THE PROBLEM:
Can the data below be set down again exactly, line for line?

+-------+

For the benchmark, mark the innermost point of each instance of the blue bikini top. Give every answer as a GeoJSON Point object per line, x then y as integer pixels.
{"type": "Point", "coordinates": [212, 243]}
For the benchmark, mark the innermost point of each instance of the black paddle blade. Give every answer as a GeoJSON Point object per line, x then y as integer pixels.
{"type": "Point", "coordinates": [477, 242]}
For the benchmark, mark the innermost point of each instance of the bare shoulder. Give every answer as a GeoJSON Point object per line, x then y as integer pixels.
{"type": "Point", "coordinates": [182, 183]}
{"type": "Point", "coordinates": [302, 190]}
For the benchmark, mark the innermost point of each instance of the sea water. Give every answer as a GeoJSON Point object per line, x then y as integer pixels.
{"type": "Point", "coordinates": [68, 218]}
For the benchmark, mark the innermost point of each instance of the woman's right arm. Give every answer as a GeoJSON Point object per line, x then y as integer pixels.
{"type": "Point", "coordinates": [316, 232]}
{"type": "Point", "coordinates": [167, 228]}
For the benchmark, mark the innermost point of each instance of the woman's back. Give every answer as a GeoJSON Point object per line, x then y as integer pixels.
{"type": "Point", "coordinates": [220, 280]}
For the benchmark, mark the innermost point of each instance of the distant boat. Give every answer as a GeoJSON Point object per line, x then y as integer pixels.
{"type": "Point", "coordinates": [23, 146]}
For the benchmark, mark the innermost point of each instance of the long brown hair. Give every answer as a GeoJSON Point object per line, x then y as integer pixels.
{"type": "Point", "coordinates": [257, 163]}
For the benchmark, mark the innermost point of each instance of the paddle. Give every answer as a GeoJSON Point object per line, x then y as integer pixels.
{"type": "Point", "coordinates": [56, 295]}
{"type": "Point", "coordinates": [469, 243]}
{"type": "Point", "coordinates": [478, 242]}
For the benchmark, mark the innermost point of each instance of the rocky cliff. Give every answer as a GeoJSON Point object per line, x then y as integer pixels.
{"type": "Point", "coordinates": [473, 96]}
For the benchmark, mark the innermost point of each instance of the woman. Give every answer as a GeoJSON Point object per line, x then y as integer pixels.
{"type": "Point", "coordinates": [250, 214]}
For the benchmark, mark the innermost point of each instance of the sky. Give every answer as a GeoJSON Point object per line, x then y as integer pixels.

+-------+

EXERCISE OUTPUT:
For the benchmark, mark the innermost point of each instance of the blue bikini top. Give every answer as a GeoJSON Point object per line, x then y as integer pixels.
{"type": "Point", "coordinates": [212, 243]}
For the benchmark, mark the innermost point of each instance of the black paddle blade. Give every answer as a GeoJSON Point object per line, x then y as integer pixels.
{"type": "Point", "coordinates": [477, 242]}
For the benchmark, mark the innermost point of each instance of the bare shoulder. Give every answer as a GeoJSON Point object per line, x then y as integer pixels.
{"type": "Point", "coordinates": [182, 183]}
{"type": "Point", "coordinates": [302, 190]}
For the benchmark, mark the innermost point of each instance of the sea water. Give every answer as a GeoJSON Point object per line, x then y as integer pixels.
{"type": "Point", "coordinates": [68, 218]}
For the benchmark, mark the innermost point of each instance of the woman's right arm. Give every answer as a GeoJSON Point object per line, x then y as integer pixels.
{"type": "Point", "coordinates": [316, 232]}
{"type": "Point", "coordinates": [167, 228]}
For the benchmark, mark the innermost point of each instance of the woman's back. Give every answer as a GeoJSON Point object per line, x then y as integer pixels.
{"type": "Point", "coordinates": [220, 280]}
For the benchmark, mark the innermost point of each instance of the distant boat. Give every answer as a GeoJSON Point object per line, x then y as integer pixels.
{"type": "Point", "coordinates": [23, 146]}
For the benchmark, mark the innermost point of each instance of the long brown hair. Give every answer as a GeoJSON Point object per line, x then y as integer pixels.
{"type": "Point", "coordinates": [257, 163]}
For the benchmark, mark the innermost point of each instance of the paddle. Give every answer as a GeoJSON Point object per line, x then y as integer pixels.
{"type": "Point", "coordinates": [56, 295]}
{"type": "Point", "coordinates": [469, 243]}
{"type": "Point", "coordinates": [478, 242]}
For the benchmark, mark the innermost point of each instance of the rocky cliff. Give every answer as a GeoJSON Point object per line, x then y as integer pixels.
{"type": "Point", "coordinates": [473, 96]}
For the benchmark, mark the innermost point of each instance of the woman. Give every answer as a GeoJSON Point object per line, x then y as integer pixels.
{"type": "Point", "coordinates": [250, 214]}
For the benchmark, mark the innermost point of each instance of the sky. Give every answer as a GeoJSON Point object per line, x then y as integer pixels.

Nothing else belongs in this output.